Written request: Collect every line in the data below that contains the string "track", treating uppercase and lowercase as different.

[BEGIN Information shown]

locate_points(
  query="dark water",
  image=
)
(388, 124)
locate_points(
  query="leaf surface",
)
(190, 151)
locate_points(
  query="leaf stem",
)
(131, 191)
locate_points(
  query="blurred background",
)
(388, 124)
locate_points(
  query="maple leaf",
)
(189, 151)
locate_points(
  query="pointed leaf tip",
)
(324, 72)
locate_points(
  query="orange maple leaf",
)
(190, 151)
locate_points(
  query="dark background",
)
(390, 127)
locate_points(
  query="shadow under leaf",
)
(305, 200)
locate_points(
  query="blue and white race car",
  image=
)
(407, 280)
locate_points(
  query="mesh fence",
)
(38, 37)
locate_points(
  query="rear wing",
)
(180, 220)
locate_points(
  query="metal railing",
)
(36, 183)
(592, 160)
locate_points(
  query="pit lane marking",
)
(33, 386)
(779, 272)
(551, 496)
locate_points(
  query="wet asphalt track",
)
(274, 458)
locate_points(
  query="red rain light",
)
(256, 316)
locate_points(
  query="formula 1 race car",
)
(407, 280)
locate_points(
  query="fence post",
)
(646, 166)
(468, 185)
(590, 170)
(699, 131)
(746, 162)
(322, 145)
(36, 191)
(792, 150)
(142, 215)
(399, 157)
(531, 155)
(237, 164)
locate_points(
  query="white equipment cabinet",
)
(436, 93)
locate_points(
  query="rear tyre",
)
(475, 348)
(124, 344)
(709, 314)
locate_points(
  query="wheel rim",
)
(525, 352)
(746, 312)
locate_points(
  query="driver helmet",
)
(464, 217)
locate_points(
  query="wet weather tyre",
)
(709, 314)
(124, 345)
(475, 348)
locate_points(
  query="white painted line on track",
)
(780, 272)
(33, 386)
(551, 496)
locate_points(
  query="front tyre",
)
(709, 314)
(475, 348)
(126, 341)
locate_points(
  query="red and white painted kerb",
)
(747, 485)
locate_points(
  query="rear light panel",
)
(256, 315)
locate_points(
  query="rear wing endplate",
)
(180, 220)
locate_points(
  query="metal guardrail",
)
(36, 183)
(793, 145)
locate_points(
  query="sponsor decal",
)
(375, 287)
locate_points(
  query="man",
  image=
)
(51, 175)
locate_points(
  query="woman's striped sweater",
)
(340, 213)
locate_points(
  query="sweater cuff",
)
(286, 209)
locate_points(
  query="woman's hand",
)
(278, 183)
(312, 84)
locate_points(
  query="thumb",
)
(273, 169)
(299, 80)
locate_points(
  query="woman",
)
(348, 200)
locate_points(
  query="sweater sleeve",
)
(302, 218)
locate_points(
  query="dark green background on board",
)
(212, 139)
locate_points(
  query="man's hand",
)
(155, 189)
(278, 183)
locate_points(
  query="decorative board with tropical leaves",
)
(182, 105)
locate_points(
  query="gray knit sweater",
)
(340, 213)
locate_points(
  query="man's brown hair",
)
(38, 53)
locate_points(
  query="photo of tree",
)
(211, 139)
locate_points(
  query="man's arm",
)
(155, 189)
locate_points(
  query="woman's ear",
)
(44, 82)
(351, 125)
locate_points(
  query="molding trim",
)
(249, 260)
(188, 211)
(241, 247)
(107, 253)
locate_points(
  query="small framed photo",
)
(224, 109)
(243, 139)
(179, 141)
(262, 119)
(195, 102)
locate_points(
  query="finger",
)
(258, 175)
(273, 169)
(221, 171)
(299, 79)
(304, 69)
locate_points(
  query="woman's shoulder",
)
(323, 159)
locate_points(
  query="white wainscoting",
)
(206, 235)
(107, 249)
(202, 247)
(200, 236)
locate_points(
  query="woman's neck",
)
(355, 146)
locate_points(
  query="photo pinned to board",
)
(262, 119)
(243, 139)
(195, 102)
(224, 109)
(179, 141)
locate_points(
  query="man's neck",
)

[END Information shown]

The solution:
  query="wet asphalt track",
  query="white painted line on track",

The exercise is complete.